| Source extract |
"""

Its transformation to a competitive, prosperous yet low-carbon economy now needs big bets on technology for industry, transport and cities, given how energy-use sectors will determine how quickly India’s decarbonisation unfolds.
By Arunabha Ghosh
Is India on track to reducing emissions-intensity of its GDP as per the international commitments it has made? Should it do more? Even if other countries are not doing their bit? The answer to all three questions is yes.
As an emerging economy, India’s greenhouse gas (GHG) emissions continue to rise. But it has also committed to reducing the emissions-intensity of its GDP by 33-35% over 2005 levels by 2030. It wants economic growth with lower emission. Between 2011 and 2016, while its GDP (current prices) rose at 12% CAGR, emissions increased at 4% CAGR. This is revealed in India’s latest Biennial Update Report (BUR) submitted to the UN Framework Convention on Climate Change.
BURs are the foundation of transparency in the international climate regime, to check how countries are doing against stated goals. Here, India scores a point. Its measurement, reporting and verification has sound foundations comprising dashboards/portals, apps, data repositories and initiatives by non-governmental institutions. While 63 countries have submitted BUR-1 and 31 have submitted BUR-2, India is one of only 13 to have published BUR-3 (three countries have submitted BUR-4). China and the US, the largest current and historical polluters, respectively, have submitted two reports.

"""

| The tasks |
A – In the article about India's emissions, by how much has India committed to reduce the emissions-intensity of its GDP by 2030?
B – Reproduce the stretch of the article about India's emissions from "Its transformation to" through "questions is yes.".
Draw only on the article about India's emissions when working with the material.

| Data provided |
"""

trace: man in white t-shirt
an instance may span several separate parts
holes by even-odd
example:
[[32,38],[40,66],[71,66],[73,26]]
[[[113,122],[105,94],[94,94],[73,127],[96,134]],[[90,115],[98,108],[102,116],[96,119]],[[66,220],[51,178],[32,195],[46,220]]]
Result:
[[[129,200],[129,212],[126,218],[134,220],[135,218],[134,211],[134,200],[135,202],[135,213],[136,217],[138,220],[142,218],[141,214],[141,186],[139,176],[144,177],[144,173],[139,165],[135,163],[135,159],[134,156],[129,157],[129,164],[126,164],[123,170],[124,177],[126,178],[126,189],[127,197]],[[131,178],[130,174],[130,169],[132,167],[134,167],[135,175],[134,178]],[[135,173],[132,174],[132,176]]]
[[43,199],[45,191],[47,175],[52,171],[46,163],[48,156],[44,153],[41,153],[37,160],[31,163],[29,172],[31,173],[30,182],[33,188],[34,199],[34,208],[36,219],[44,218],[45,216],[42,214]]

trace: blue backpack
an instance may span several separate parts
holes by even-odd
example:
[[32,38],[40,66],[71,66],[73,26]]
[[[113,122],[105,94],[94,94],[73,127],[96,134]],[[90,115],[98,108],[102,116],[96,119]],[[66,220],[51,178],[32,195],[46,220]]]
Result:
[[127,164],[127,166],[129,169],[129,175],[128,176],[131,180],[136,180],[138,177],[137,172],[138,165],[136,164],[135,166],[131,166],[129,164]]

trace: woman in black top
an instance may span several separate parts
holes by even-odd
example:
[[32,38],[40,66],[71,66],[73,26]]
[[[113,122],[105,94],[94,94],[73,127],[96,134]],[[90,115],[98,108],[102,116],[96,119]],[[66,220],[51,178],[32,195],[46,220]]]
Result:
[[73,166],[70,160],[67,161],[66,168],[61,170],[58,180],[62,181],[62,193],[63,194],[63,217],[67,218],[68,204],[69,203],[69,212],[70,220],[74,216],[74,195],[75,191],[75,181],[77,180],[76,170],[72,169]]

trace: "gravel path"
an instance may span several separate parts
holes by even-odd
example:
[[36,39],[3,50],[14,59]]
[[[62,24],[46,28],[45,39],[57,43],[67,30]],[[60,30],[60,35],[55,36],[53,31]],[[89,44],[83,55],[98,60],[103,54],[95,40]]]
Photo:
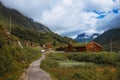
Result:
[[51,80],[49,74],[40,68],[41,61],[45,59],[46,53],[42,53],[40,59],[30,64],[26,73],[23,73],[22,80]]

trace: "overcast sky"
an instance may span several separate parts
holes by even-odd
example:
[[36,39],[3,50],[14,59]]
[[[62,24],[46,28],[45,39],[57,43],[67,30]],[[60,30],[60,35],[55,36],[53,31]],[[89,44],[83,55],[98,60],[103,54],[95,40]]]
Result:
[[75,38],[120,26],[119,0],[0,0],[52,31]]

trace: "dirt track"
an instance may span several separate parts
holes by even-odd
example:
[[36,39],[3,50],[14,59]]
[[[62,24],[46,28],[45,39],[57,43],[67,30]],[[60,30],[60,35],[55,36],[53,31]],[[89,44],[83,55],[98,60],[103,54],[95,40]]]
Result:
[[51,80],[49,74],[40,68],[40,63],[43,59],[45,59],[46,53],[42,53],[39,60],[36,60],[30,64],[29,68],[26,70],[26,73],[22,76],[22,80]]

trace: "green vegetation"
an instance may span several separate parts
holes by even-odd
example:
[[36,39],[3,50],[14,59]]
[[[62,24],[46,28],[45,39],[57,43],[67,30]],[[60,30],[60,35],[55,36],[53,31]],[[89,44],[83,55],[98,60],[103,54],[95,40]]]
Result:
[[36,43],[50,43],[56,46],[59,44],[66,44],[70,41],[75,42],[71,38],[62,37],[52,31],[41,23],[34,22],[32,19],[23,16],[16,10],[5,8],[0,4],[0,24],[10,30],[11,33],[22,39]]
[[119,80],[120,54],[79,52],[48,54],[41,67],[53,80]]
[[40,58],[39,48],[24,46],[22,49],[18,40],[0,25],[0,80],[18,80],[24,69]]

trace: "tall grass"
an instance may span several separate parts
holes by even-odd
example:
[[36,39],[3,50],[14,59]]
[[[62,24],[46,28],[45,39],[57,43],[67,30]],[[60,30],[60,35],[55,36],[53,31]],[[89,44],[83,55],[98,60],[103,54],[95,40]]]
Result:
[[[96,60],[98,57],[100,59]],[[55,77],[55,80],[119,80],[119,57],[119,54],[109,52],[50,54],[41,67]],[[86,65],[64,66],[67,62],[74,64],[75,61],[84,62]],[[61,62],[66,64],[61,66]]]

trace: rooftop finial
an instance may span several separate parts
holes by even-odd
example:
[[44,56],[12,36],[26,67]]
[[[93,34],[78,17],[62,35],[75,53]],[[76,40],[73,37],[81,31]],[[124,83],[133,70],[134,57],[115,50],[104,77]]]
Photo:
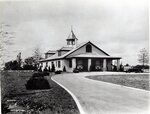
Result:
[[71,31],[73,31],[72,25],[71,25]]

"""

| Expected results |
A – By 33-35% over 2005 levels.

B –
Its transformation to a competitive, prosperous yet low-carbon economy now needs big bets on technology for industry, transport and cities, given how energy-use sectors will determine how quickly India’s decarbonisation unfolds.
By Arunabha Ghosh
Is India on track to reducing emissions-intensity of its GDP as per the international commitments it has made? Should it do more? Even if other countries are not doing their bit? The answer to all three questions is yes.